Among the entries that follow, how many lines contain the string "woman"? Answer with that number only.

- _DATASET_:
########################################

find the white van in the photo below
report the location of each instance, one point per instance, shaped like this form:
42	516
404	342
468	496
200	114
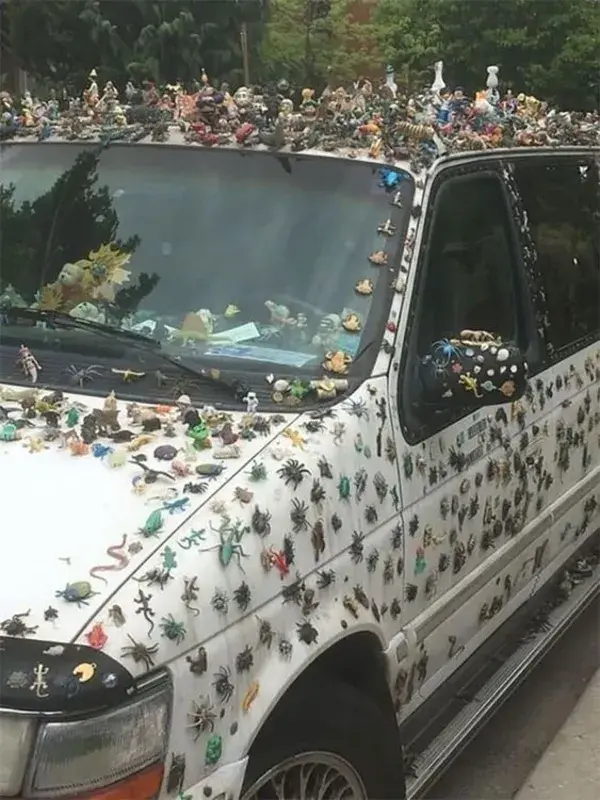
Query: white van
299	452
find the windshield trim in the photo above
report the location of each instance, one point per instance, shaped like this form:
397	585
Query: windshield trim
384	284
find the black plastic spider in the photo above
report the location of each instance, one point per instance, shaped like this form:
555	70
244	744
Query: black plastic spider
357	408
298	515
242	596
357	547
83	375
381	486
325	578
307	632
317	492
244	660
202	717
293	472
371	515
261	522
140	653
220	601
360	482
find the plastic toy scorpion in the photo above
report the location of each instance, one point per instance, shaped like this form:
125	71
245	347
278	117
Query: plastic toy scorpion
28	363
444	351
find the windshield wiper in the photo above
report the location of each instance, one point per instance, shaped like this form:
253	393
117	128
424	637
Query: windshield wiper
138	341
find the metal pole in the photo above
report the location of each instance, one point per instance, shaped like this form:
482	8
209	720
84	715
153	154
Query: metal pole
244	42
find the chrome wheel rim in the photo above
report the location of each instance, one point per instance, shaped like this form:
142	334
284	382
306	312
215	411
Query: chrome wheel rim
309	776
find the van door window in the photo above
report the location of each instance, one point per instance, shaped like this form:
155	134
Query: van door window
468	279
562	201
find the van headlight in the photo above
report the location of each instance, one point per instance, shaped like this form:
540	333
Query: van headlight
125	746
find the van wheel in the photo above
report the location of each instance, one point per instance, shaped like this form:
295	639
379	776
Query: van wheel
329	742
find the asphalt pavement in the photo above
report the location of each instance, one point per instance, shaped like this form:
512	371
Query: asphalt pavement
541	726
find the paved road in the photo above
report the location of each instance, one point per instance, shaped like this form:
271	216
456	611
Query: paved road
498	763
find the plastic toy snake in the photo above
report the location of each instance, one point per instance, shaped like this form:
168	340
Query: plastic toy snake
113	552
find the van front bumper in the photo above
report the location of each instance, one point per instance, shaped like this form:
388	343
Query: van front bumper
224	783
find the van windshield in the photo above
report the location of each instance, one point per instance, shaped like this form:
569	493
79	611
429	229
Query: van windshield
221	254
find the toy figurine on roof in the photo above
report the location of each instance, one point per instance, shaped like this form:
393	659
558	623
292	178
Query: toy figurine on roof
351	120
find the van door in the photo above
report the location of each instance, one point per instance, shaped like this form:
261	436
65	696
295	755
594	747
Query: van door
465	488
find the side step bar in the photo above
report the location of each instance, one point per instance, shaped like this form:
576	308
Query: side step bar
431	763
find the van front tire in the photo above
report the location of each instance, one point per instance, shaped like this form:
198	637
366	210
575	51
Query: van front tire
327	741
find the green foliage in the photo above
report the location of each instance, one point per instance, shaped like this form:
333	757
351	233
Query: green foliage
549	49
308	44
61	41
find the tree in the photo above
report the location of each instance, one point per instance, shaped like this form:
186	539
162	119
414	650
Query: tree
74	217
309	42
61	41
548	48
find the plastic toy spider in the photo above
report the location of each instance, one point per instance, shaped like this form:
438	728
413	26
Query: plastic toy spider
140	653
83	375
173	630
293	472
202	717
223	685
444	351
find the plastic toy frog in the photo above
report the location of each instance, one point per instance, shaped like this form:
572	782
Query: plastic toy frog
337	362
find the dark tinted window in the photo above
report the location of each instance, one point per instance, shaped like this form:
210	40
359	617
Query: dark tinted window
562	203
469	270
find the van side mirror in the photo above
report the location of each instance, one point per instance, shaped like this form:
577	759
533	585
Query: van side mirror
474	369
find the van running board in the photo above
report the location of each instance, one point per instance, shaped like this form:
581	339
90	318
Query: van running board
431	763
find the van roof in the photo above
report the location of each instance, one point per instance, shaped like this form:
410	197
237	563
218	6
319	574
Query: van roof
416	134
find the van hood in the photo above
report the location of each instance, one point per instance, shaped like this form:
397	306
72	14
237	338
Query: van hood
84	513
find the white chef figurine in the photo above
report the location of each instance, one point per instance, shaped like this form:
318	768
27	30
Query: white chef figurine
492	85
251	401
438	82
390	80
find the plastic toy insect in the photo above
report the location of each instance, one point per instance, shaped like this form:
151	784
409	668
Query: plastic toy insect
223	685
230	536
202	717
78	592
173	630
140	653
443	351
28	363
83	375
15	626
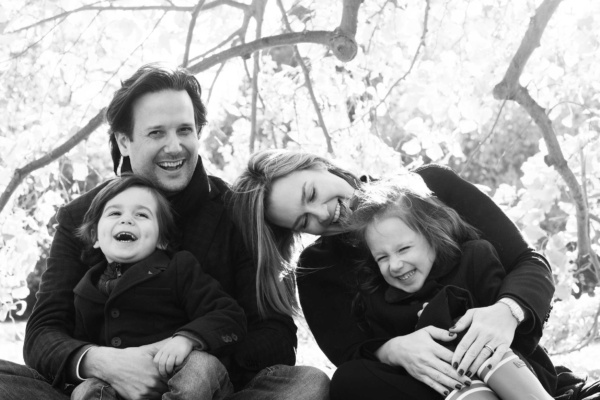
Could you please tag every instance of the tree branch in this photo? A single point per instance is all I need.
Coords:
(190, 35)
(308, 82)
(91, 7)
(259, 12)
(21, 173)
(510, 89)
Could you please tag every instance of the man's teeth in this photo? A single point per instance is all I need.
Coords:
(170, 164)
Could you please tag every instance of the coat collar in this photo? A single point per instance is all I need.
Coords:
(147, 268)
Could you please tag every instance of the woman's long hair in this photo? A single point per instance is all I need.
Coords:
(408, 198)
(272, 247)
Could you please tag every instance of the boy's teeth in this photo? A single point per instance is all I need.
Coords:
(170, 164)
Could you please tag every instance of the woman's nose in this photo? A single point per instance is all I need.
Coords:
(321, 212)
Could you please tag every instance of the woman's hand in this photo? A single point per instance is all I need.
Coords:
(423, 358)
(491, 332)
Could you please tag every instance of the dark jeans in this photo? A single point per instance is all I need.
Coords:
(18, 382)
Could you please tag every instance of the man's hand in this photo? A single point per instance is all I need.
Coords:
(129, 371)
(172, 354)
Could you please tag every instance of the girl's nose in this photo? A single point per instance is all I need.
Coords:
(396, 264)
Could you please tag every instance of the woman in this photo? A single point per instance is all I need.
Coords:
(283, 194)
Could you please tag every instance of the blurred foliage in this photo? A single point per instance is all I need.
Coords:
(418, 91)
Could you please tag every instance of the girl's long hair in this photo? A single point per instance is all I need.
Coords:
(272, 247)
(405, 197)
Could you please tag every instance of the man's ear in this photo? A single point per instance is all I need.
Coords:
(123, 143)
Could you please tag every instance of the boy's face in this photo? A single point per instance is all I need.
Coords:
(164, 143)
(128, 228)
(404, 256)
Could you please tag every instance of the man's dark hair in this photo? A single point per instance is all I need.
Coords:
(150, 78)
(88, 231)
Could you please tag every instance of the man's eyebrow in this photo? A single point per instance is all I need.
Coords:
(302, 201)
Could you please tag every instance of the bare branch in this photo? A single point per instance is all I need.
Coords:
(259, 12)
(308, 82)
(190, 35)
(21, 173)
(510, 89)
(92, 7)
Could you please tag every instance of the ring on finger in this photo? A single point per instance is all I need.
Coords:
(492, 351)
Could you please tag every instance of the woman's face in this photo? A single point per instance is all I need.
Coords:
(310, 201)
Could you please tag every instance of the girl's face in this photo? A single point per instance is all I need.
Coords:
(404, 256)
(128, 227)
(310, 201)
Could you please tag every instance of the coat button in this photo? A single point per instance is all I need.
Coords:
(226, 338)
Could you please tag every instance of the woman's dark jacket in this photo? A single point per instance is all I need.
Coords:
(327, 286)
(206, 230)
(474, 281)
(154, 299)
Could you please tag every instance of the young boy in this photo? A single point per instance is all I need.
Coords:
(140, 294)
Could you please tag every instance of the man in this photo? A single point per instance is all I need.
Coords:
(155, 120)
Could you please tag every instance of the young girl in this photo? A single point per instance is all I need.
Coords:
(419, 251)
(141, 294)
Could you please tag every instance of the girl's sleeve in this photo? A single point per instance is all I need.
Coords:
(529, 276)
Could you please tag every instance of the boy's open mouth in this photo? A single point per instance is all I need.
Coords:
(125, 237)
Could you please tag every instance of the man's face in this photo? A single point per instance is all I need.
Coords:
(164, 143)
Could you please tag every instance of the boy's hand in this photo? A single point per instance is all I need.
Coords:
(172, 354)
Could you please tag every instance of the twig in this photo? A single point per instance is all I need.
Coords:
(308, 82)
(190, 35)
(259, 14)
(466, 164)
(21, 173)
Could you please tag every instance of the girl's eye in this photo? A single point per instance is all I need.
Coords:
(313, 194)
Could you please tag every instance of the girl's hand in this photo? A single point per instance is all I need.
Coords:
(493, 327)
(423, 358)
(172, 354)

########################################

- _ANSWER AREA_:
6